WHAT TO DO:
Produce as output only the lines below starting at the line with "Target: ucf logo" and continuing through the line with "For every instance of the cloud", each one exactly as written.

[Referring expression pointing data]
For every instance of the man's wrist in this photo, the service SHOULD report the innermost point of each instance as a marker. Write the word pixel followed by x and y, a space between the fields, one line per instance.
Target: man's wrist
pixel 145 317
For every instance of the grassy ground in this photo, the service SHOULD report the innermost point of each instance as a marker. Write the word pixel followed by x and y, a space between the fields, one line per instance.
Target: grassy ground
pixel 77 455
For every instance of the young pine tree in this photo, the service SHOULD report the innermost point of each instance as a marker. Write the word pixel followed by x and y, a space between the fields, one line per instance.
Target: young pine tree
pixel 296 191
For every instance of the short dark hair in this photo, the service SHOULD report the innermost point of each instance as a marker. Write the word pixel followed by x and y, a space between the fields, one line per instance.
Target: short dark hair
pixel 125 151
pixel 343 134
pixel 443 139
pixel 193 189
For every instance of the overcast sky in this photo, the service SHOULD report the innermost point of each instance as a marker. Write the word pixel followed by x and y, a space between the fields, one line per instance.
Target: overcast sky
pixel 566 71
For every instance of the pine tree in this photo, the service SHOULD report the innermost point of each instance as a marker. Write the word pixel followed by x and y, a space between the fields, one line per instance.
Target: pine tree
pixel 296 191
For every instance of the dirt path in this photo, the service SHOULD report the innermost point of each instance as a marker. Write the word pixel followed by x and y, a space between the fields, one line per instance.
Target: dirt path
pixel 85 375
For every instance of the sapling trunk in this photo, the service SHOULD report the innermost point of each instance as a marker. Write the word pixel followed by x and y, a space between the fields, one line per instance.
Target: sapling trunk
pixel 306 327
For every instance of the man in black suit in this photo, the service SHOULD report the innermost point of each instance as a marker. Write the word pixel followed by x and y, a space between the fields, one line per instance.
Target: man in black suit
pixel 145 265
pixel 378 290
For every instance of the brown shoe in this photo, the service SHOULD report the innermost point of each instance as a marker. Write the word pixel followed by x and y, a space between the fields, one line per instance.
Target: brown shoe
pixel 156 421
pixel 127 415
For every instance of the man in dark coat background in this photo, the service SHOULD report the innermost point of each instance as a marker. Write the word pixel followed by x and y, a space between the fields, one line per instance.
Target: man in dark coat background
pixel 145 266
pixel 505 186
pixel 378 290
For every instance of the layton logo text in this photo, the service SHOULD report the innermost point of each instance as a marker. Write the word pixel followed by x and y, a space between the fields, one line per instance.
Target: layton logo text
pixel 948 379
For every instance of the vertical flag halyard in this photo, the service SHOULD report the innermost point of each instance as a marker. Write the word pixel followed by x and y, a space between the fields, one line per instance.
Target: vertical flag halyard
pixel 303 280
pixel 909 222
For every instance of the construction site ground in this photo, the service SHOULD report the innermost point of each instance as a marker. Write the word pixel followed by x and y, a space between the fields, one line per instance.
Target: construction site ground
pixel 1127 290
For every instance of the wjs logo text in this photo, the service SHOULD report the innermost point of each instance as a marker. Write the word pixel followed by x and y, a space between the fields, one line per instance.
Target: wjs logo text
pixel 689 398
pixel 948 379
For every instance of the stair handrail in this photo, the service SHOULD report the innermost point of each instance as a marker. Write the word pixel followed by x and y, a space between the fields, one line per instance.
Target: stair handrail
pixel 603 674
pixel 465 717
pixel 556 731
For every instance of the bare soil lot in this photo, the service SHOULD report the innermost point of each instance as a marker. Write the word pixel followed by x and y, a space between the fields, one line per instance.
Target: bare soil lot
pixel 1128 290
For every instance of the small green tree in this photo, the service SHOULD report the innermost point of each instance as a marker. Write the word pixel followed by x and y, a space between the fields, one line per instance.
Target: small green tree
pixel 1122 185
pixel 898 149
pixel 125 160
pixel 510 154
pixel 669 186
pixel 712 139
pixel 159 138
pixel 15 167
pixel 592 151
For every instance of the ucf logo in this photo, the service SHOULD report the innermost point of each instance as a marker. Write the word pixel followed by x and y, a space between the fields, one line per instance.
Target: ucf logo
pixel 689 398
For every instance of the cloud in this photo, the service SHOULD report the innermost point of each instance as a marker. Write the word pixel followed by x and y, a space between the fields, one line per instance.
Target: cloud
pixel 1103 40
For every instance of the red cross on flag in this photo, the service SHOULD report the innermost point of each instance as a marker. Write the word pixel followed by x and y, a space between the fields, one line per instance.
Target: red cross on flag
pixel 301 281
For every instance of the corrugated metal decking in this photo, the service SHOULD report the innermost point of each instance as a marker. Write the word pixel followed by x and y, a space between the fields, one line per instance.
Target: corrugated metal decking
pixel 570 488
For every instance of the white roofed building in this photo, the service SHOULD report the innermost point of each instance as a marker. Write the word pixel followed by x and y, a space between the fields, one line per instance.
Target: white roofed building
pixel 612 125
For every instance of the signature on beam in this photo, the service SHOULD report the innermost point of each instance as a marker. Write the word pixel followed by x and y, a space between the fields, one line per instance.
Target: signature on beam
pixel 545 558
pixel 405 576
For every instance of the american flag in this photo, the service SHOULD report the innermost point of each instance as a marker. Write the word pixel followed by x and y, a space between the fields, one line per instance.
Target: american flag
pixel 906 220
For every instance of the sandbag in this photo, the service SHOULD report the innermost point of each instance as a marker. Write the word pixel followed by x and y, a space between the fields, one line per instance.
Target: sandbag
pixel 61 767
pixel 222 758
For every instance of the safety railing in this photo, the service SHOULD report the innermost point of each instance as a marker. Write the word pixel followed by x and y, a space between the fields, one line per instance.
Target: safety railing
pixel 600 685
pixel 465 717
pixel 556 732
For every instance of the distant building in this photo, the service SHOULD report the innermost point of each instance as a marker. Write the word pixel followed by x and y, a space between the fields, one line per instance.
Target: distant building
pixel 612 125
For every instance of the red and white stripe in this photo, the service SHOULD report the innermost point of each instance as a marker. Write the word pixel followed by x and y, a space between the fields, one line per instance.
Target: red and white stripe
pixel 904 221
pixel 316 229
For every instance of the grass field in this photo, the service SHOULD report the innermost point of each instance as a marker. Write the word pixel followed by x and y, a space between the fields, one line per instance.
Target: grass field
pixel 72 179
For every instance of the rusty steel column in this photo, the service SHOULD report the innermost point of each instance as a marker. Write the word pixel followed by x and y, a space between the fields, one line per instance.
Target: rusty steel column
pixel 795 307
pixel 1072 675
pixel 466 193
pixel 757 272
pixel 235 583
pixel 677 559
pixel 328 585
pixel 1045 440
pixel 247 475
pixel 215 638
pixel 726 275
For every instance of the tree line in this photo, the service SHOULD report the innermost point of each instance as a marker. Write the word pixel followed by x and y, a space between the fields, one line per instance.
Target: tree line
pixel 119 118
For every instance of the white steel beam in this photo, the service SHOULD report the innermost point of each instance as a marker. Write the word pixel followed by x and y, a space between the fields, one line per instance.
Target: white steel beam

RESULT BELOW:
Target: ucf logo
pixel 689 398
For every instance of the cloud in this photo, the service SHOULD report the innermost point of each instance as a marker. Write the word pixel followed by x and y, a space between the fields, one line per instance.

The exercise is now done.